Would you please output the lines from the one holding "of the green" to the end of the entries, exactly and with no others?
■ ■ ■ ■
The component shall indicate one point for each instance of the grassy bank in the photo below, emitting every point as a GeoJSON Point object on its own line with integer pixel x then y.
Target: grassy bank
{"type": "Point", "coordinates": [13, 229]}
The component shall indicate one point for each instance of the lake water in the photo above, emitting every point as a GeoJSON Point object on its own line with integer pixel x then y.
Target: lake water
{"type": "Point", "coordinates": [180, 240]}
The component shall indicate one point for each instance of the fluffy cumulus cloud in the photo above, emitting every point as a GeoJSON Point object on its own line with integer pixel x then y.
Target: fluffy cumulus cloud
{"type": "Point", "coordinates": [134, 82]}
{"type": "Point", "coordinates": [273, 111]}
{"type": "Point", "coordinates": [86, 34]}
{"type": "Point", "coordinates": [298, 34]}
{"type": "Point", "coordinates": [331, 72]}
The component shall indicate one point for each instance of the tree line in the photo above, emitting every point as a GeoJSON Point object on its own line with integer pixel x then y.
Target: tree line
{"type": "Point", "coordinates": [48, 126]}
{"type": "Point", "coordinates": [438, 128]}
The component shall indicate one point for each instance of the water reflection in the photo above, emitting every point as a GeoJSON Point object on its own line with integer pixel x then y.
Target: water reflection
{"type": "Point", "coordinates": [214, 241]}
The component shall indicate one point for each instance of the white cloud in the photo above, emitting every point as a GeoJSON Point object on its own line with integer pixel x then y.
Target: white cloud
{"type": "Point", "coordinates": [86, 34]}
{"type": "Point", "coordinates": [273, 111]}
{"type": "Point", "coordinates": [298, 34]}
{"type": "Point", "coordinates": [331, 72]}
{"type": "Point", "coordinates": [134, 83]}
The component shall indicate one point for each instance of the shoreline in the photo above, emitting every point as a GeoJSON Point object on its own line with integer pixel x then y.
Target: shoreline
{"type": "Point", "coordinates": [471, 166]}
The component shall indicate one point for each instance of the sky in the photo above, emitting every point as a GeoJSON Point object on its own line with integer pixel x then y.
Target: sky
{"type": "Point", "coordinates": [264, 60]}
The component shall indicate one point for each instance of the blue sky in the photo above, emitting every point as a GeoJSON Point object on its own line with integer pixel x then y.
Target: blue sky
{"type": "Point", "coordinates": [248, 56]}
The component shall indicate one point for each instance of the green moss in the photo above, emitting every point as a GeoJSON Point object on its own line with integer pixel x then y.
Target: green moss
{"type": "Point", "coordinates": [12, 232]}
■ ■ ■ ■
◆ ANSWER SECTION:
The component shall indicate one point for each instance of the green moss in the photo above, emitting every point as a GeoJSON Point object on its own line with integer pixel x then y.
Target: green moss
{"type": "Point", "coordinates": [12, 232]}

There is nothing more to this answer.